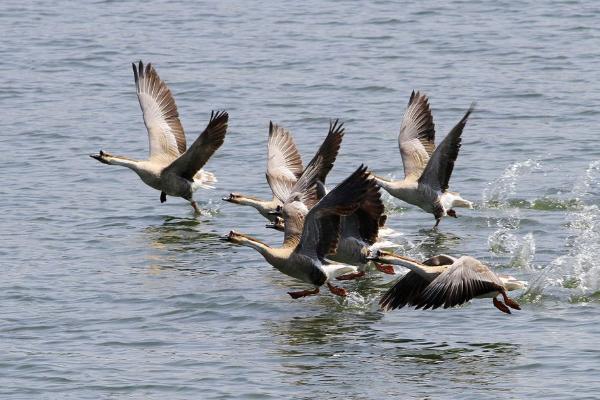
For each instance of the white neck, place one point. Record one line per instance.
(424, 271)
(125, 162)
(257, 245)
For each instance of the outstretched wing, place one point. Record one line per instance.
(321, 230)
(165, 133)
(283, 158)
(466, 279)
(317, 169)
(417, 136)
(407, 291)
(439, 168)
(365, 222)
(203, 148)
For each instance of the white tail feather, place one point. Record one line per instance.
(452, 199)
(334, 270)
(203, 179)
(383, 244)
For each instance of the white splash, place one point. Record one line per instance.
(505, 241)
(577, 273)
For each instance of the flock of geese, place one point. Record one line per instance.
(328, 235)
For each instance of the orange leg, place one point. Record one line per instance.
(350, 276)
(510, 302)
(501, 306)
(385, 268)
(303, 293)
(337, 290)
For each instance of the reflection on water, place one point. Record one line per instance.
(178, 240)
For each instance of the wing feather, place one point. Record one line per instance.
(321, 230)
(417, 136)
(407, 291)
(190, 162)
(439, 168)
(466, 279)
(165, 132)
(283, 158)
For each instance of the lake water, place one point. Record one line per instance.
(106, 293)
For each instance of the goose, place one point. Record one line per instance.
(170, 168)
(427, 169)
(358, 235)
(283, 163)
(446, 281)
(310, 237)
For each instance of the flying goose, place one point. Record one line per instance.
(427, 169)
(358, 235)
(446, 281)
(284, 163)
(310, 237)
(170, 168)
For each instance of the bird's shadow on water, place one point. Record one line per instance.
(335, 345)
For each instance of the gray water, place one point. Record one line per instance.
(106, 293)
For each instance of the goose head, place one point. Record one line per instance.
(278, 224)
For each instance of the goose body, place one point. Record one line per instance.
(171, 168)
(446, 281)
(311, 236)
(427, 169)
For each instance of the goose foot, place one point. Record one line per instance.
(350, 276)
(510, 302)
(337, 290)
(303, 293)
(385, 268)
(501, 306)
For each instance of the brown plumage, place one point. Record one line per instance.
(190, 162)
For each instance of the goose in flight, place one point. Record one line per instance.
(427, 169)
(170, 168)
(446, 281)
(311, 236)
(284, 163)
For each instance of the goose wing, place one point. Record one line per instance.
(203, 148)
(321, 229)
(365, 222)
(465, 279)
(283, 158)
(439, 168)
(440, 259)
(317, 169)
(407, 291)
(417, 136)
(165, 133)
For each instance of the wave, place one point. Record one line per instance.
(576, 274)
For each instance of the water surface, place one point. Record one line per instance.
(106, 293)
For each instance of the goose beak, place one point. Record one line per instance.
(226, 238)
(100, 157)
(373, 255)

☆ ☆ ☆ ☆ ☆

**What is being asked:** Give the data again exactly, image-free.

**Solution to this task:**
For each instance of the white neck, place one point. Record one line per instance.
(424, 271)
(125, 162)
(257, 245)
For each instance of the outstretched wing, place one point. Record one line per instance.
(321, 230)
(165, 133)
(283, 158)
(466, 279)
(317, 169)
(417, 136)
(407, 291)
(439, 168)
(365, 222)
(203, 148)
For each instance of the white tail feather, place one point. Record one line per instance.
(452, 199)
(334, 270)
(203, 179)
(383, 244)
For each instance of the white splash, place one point. Record one line per instance.
(505, 241)
(577, 273)
For each instance of the flock of geese, place one point. Record one line per instance.
(328, 235)
For each instance of the orange leg, place one point. Record one line per instance.
(350, 276)
(510, 302)
(501, 306)
(385, 268)
(303, 293)
(337, 290)
For each instance of the reflection on water, place one point. Record one line per instance.
(178, 240)
For each instance of the wing feather, place one point. Record one line per instance.
(321, 230)
(417, 136)
(407, 291)
(190, 162)
(439, 168)
(466, 279)
(165, 132)
(283, 158)
For each instance of the lake water, place one point. Record one line per instance.
(106, 293)
For each instance of the goose, place one point. Record one line per instance.
(170, 168)
(427, 169)
(358, 235)
(283, 163)
(446, 281)
(310, 237)
For each instance of the flying goose, place one point. Record one line per instance.
(427, 169)
(358, 235)
(446, 281)
(284, 163)
(310, 237)
(170, 168)
For each instance of the bird's shadow on water, place one point. Record one line per instance.
(335, 345)
For each instance of the gray water, place one point. Record one line per instance.
(106, 293)
For each instance of the goose head, place one point. Record one line per instance.
(278, 224)
For each instance of the goose body, place one point. Record one line per instance.
(171, 168)
(446, 281)
(311, 236)
(427, 169)
For each instance of the goose foot, place one point. Record one line per instance.
(350, 276)
(510, 302)
(337, 290)
(303, 293)
(385, 268)
(501, 306)
For each instance of the brown plumage, place one point. Record one line per instance.
(190, 162)
For each instance of the goose in flight, place one point. Record one line per instance.
(427, 169)
(170, 168)
(446, 281)
(311, 236)
(284, 163)
For each instance of the goose wing, place one point. Record one line per instance.
(203, 148)
(321, 229)
(365, 222)
(465, 279)
(283, 158)
(439, 168)
(440, 259)
(317, 169)
(407, 291)
(417, 136)
(165, 133)
For each instance of the wave, place one point. Record one line per instance.
(576, 274)
For each instance of the water surface, place one point. Record one line per instance.
(106, 293)
For each instance of the goose beak, place one point. Record one line per instance.
(226, 238)
(100, 157)
(373, 255)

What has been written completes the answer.